● Document excerpt:
>>>

Variable displacement compressors have a swash plate that rotates to reciprocate pistons, which compresses refrigerant. Variable displacement compressors change the swash plate angle to change the refrigerant displacement. The externally controlled variable displacement compressor changes the swash plate angle in response to an electrical signal from the PCM. The externally controlled variable displacement compressor manages displacement by controlling refrigerant differential pressure before and after a throttle at the discharge side; achieving precise cooling capability control in response to cabin environment and driving conditions.

The PCM sends a PWM signal to the solenoid in the compressor to control the compressor displacement based upon the:

Ambient air temperature
Evaporator temperature
Engine RPM
Vehicle speed
A/C high side pressure
Intake air temperature

Condenser

The A/C condenser is an aluminum fin-and-tube design heat exchanger. It cools compressed refrigerant gas by allowing air to pass over fins and tubes to extract heat, and condenses gas to liquid refrigerant as it is cooled.

Receiver Drier

The receiver drier stores high-pressure liquid and the desiccant bag mounted inside the receiver drier removes any retained moisture from the refrigerant.

The receiver drier element is incorporated onto the LH side of the A/C condenser.

Thermostatic Expansion Valve (TXV)

The Thermostatic Expansion Valve (TXV) is located at the evaporator core inlet and outlet tubes at the center rear of the engine compartment. The TXV provides a restriction to the refrigerant flow and separates the low-pressure and high-pressure sides of the refrigerant system. Refrigerant entering and exiting the evaporator core passes through the TXV through 2 separate flow paths. An internal temperature sensing bulb senses the temperature of the refrigerant flowing out of the evaporator core and adjusts an internal pin-type valve to meter the refrigerant flow into the evaporator core. The internal pin-type valve decreases the amount of refrigerant entering the evaporator core at lower temperatures and increases the amount of refrigerant entering the evaporator core at higher temperatures.

Service Gauge Port Valves

Courtesy of FORD MOTOR COMPANY

Item	Description	Torque
1	Low-pressure service gauge port valve cap	0.8 Nm (7 lb-in)
2	Low-pressure service gauge port valve	-
3	Low-pressure Schrader-type valve	2.26 Nm (20 lb-in)
4	High-pressure Schrader-type valve	3.4 Nm (30 lb-in)

<<<

● Exercise data:
>>>

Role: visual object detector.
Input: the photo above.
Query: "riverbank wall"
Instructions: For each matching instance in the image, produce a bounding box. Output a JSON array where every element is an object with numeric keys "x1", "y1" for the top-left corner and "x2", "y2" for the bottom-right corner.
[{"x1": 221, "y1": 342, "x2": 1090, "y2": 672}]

<<<

● Required work:
• a. Answer these questions about the A/C system excerpt, one per line and marked the same way:
(i) Where is the receiver drier element incorporated?
(ii) What kind of heat exchanger is the A/C condenser?
(iii) What torque is listed for the high-pressure Schrader-type valve?
• b. Please duplicate the part of the A/C system excerpt that opens with the words containing "Ambient air temperature" and closes with "it is cooled.".

● Responses for each task:
• a.
(i) Onto the LH side of the A/C condenser.
(ii) An aluminum fin-and-tube design heat exchanger.
(iii) 3.4 Nm (30 lb-in).

• b.
Ambient air temperature
Evaporator temperature
Engine RPM
Vehicle speed
A/C high side pressure
Intake air temperature

Condenser

The A/C condenser is an aluminum fin-and-tube design heat exchanger. It cools compressed refrigerant gas by allowing air to pass over fins and tubes to extract heat, and condenses gas to liquid refrigerant as it is cooled.